━━━ DOCUMENT SECTION ━━━

Sheikh Salem Al-Ali Al-Salem Al-Sabah (; born 1926) is the most senior serving member and Sheikh of the House of Sabah and the only commander in the half-century history of the Kuwait National Guard.

Early life and education 
Sheikh Salem is the eldest son of Sheikh Ali Salem Al-Mubarak Al-Sabah (1898–1928) and was born in Fereej Al-Shuyouk () in the designated area of Wast ().

Career

Construction and development (1950–1960) 
Salem debuted his career in the construction and development of the country during the discovery of oil in the 1950s; through its monetary revenue, Kuwait started to witness and experience an industrial growth on all levels around the country. Since then, Salem enlisted in the general public work sector, well before the forming of the Government of Kuwait, partaking and leading many development projects roles that were designed to build contemporary Kuwait in addition to setting the corps foundations of lifestyle and way of life in contemporary society today.

During the early 1950s, Salem worked closely with Fahed Salem Al-Mubarak Al-Sabah, Director of Public Works and the Municipality. He assumed the role of deputy director of His Excellency's offices for the both until 1959. During the same year, Salem headed the construction council and was in charge of planning and development, a very important post during the developing period of Kuwait. During that important time, Salem headed to his turn the Directorate of Public Works which was heavily concentrated on executing the major construction projects that founded today's Kuwait.

During the early 1960s prior to the independence of Kuwait, Salem was appointed as director of the town council, when it was enacting its governing laws that would appoint a member of the House of Sabah at its head and organize the development of the country, preservation of public health, preservation of the environment, hygiene, greenery and set the pace for the development of pillar infrastructures.

━━━

→ SHORT TASK A
Convert the listing into a two-column CSV with the headers "instruction" and "points", one row per request. Begin at the line that has "Put a point on every instance of the lemon" and stop after the line that has "<point>106,93</point>". Put each request's text and its answer in a single quoted field, with line breaks replaced by spaces.
→ SHORT TASK B
Carry on the biography of Sheikh Salem Al-Ali Al-Salem Al-Sabah from the point where it stops.

━━━ SOURCE MATERIAL ━━━

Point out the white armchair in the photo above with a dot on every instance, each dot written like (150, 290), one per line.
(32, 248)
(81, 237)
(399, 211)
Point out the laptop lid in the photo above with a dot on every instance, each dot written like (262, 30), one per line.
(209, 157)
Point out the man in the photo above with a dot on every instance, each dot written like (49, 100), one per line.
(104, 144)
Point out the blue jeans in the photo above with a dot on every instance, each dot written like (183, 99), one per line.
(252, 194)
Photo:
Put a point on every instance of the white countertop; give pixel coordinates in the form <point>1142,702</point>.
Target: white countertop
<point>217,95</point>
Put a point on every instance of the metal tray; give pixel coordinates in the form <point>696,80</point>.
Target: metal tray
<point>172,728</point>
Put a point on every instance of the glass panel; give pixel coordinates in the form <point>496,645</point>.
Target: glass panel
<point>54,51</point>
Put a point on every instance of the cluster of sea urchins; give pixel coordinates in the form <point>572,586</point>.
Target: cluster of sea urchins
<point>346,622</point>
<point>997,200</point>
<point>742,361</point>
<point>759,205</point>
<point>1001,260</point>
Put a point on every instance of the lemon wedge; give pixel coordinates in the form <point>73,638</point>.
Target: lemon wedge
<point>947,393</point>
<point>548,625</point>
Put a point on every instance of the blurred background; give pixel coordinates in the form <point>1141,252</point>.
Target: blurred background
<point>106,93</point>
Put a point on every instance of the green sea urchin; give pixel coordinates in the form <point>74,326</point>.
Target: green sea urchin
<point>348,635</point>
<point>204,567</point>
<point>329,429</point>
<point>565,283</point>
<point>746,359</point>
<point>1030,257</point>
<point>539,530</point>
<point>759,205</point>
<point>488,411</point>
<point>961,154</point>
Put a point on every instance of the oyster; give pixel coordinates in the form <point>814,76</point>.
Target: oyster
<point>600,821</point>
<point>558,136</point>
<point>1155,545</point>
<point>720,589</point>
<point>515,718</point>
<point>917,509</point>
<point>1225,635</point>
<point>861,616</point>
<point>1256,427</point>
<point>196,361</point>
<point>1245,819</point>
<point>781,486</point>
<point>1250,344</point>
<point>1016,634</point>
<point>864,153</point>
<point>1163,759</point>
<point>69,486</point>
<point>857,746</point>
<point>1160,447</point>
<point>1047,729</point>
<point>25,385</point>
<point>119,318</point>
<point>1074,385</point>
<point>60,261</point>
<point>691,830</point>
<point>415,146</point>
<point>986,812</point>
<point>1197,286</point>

━━━

→ TASK ANSWER A
instruction,points
"Put a point on every instance of the lemon wedge; give pixel coordinates in the form <point>73,638</point>. Target: lemon wedge","<point>947,393</point> <point>548,625</point>"
"Put a point on every instance of the blurred background; give pixel coordinates in the form <point>1141,252</point>. Target: blurred background","<point>106,93</point>"

→ TASK ANSWER B
Independence 1961 

Following the independence of Kuwait in 1961, Salem was a prime board member in the founding council that was tasked in formilzing and preparing the Constitution of Kuwait and headed the first Ministry of Public Works in the first Government of Kuwait formed following the independence in 1961 and the second government formed in 1963 respectively. Salem's ministerial participation and initial contribution led also to the enacting of the first legislative term of the National Assembly of Kuwait.

Kuwait National Guard Patron 
The founding of the Kuwait National Guard was first conceived during the Six-Day War and following Operation Vantage when Jaber Al-Ahmad Al-Sabah was the Crown Prince of Kuwait through the 2nd Decree of 1967 on June 6 during the reign of Sabah Al-Salim Al-Sabah. A mission for this purpose was led by Salem Ali Al-Salem Al-Sabah. He formed and allocated training and development responsibilities amongst the various task forces within the National Guard and remained at the head of the institution since its enacting in 1967.

2006 dynastic succession  

Following the death of the late Emir Jaber Al-Ahmad Al-Jaber Al-Sabah, Salem drew significant attention supporting Saad Al-Abdullah Al-Salim Al-Sabah, the previous crown prince, to succeed Jaber. Saad was not eligible to be the Emir due to challenging health circumstances. Accordingly, the majority of the royal family agreed to nominate Sabah Al-Ahmad Al-Jaber Al-Sabah. This dynastic dispute lasted for about 8 days before Salem agreed to support the nomination of Sabah Al-Ahmad Al-Jaber Al-Sabah as Emir.

Other significant positions  
Salem assumed many positions within the Government of Kuwait.
 First Honorary President of the Society of Engineers.
 Deputy Director of Municipality and Public Works 1956.
 President of the Construction Council in 1959.
 Director of the Municipal Council in 1960.
 Minister of Public Works (1962–1964).

In addition, the mission and responsibility of founding the Kuwait National Guard has always been his most important endeavor and still remains his primary concern.

Humanitarian and charity missions 

Salem provided contributions in humanitarian missions in and outside the territory of Kuwait.

Personal life 

Salem has several sons and daughters.

See also 

 List of emirs of Kuwait
 Battle of Al-Regeai
 Ali Al Salem Air Base
 Fahad Al-Ahmed Al-Jaber Al-Sabah
 Mubarak Abdullah Al-Jaber Al-Sabah

References

External links 

Al Sabah: History and Genealogy of Kuwait’s Ruling Family 1752-1987 - by Alan Rush - (Ithaca Press, 1987)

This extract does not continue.